[Trechos de dados de anotação de pontos]
━━━━

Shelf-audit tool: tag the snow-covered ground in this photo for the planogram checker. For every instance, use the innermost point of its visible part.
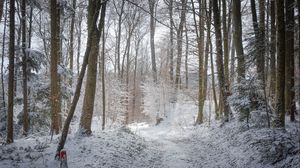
(175, 143)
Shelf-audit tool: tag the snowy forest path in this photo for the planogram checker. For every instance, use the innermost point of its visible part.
(181, 148)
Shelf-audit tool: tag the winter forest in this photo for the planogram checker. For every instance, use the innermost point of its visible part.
(149, 83)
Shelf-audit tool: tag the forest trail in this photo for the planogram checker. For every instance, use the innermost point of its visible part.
(181, 148)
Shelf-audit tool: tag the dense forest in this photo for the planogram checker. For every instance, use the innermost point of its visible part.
(137, 70)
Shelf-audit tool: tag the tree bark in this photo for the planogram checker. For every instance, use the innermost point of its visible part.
(186, 58)
(171, 42)
(262, 41)
(258, 44)
(119, 36)
(55, 56)
(90, 88)
(103, 79)
(237, 38)
(93, 19)
(200, 46)
(220, 65)
(2, 56)
(179, 43)
(24, 69)
(290, 106)
(225, 41)
(11, 67)
(71, 54)
(273, 51)
(280, 81)
(152, 33)
(79, 40)
(1, 8)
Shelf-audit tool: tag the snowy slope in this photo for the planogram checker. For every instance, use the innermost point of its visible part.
(175, 143)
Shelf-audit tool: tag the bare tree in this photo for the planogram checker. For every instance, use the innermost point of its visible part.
(220, 65)
(11, 67)
(290, 106)
(55, 57)
(280, 81)
(152, 6)
(24, 69)
(92, 20)
(95, 34)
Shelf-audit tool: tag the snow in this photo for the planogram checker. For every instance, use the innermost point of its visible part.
(175, 143)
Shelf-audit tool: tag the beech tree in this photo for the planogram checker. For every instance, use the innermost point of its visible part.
(152, 7)
(11, 67)
(290, 106)
(55, 57)
(220, 65)
(280, 80)
(94, 32)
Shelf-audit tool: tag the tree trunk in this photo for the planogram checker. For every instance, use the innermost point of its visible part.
(258, 53)
(10, 107)
(71, 54)
(79, 41)
(200, 46)
(290, 106)
(237, 38)
(2, 56)
(24, 68)
(280, 81)
(179, 43)
(119, 37)
(220, 65)
(55, 55)
(1, 8)
(225, 42)
(186, 58)
(213, 82)
(127, 74)
(90, 88)
(262, 41)
(171, 41)
(152, 33)
(273, 51)
(91, 27)
(103, 78)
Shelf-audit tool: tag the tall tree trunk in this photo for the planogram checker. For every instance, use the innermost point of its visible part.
(290, 106)
(179, 43)
(298, 50)
(273, 51)
(262, 41)
(258, 54)
(1, 8)
(171, 42)
(213, 82)
(24, 69)
(220, 65)
(186, 58)
(225, 42)
(237, 38)
(200, 46)
(127, 75)
(103, 78)
(90, 88)
(280, 81)
(91, 27)
(119, 37)
(10, 107)
(152, 4)
(71, 54)
(2, 56)
(79, 40)
(55, 59)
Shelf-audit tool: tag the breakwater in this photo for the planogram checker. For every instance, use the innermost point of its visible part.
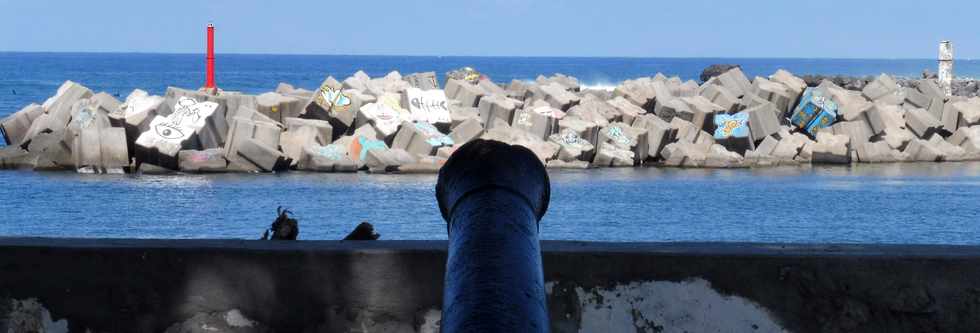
(412, 123)
(251, 286)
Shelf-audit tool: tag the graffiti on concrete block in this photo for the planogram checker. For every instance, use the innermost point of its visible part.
(429, 106)
(433, 136)
(360, 146)
(189, 116)
(731, 126)
(332, 99)
(617, 135)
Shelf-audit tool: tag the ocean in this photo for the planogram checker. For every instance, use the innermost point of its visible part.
(892, 203)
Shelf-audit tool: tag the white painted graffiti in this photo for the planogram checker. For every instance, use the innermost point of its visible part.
(188, 117)
(433, 136)
(430, 106)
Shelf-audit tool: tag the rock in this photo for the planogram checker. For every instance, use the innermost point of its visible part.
(625, 137)
(684, 154)
(420, 138)
(816, 110)
(734, 81)
(923, 151)
(278, 107)
(763, 121)
(263, 156)
(573, 146)
(324, 132)
(466, 131)
(885, 90)
(387, 160)
(720, 157)
(427, 105)
(716, 70)
(559, 164)
(497, 106)
(720, 95)
(627, 110)
(831, 149)
(385, 117)
(166, 136)
(732, 132)
(922, 123)
(555, 94)
(364, 231)
(336, 106)
(360, 145)
(539, 121)
(776, 93)
(14, 128)
(424, 81)
(329, 158)
(468, 94)
(203, 161)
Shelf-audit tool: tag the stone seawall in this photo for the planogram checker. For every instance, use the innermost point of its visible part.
(396, 286)
(412, 123)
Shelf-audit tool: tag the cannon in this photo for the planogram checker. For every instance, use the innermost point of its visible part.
(492, 196)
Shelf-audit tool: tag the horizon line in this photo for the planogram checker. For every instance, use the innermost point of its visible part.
(460, 56)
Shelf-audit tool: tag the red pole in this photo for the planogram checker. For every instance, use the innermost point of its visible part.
(210, 74)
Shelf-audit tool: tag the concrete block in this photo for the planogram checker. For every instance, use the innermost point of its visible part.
(466, 93)
(555, 94)
(324, 132)
(732, 132)
(293, 142)
(884, 89)
(166, 136)
(14, 127)
(776, 93)
(360, 145)
(816, 110)
(923, 151)
(384, 117)
(626, 109)
(763, 121)
(466, 131)
(735, 81)
(922, 123)
(720, 95)
(203, 161)
(497, 106)
(427, 105)
(267, 158)
(573, 146)
(420, 138)
(540, 121)
(424, 81)
(831, 149)
(596, 111)
(626, 137)
(329, 158)
(115, 151)
(279, 107)
(684, 154)
(658, 134)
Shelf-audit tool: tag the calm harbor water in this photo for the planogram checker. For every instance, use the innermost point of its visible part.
(928, 203)
(912, 203)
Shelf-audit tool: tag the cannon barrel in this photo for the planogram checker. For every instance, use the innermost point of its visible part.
(492, 196)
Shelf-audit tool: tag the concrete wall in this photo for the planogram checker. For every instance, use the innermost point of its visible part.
(61, 285)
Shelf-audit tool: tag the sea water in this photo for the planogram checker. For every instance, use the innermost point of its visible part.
(929, 203)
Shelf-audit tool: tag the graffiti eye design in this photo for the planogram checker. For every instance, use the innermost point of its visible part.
(168, 131)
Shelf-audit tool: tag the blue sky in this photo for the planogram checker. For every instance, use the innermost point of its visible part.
(610, 28)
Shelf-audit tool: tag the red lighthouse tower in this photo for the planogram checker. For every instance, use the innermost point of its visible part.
(209, 83)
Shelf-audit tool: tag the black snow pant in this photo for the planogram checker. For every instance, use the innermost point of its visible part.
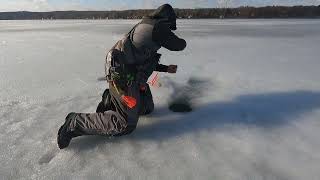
(114, 118)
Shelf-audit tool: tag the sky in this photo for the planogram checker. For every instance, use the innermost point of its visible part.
(52, 5)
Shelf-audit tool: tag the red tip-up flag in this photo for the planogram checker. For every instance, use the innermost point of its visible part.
(131, 102)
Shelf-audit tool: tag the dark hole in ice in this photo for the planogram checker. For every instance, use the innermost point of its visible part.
(180, 107)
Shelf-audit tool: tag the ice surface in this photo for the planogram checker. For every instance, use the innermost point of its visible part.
(257, 117)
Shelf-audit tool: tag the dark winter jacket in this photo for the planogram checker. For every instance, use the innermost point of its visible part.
(139, 47)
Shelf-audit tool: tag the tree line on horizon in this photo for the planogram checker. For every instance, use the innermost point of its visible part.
(201, 13)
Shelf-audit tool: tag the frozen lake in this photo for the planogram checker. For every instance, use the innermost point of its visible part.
(254, 85)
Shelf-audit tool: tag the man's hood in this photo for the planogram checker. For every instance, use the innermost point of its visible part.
(165, 12)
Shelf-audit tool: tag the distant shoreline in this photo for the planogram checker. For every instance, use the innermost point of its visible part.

━━━━

Exercício: Formate como tabela Markdown as linhas das entradas, começando na linha que contém "Shelf-audit tool: tag the frozen" e terminando no fim das entradas, incluindo as duas pontas. Use as colunas "Nº" e "Linha", com o número de cada linha e o seu texto, e deixe de fora as linhas em branco.

Resultado:
| Nº | Linha |
|---|---|
| 1 | Shelf-audit tool: tag the frozen lake in this photo for the planogram checker. For every instance, use the innermost point of its visible part. |
| 2 | (254, 85) |
| 3 | Shelf-audit tool: tag the man's hood in this photo for the planogram checker. For every instance, use the innermost point of its visible part. |
| 4 | (165, 12) |
| 5 | Shelf-audit tool: tag the distant shoreline in this photo for the planogram checker. For every instance, use the innermost point of its visible part. |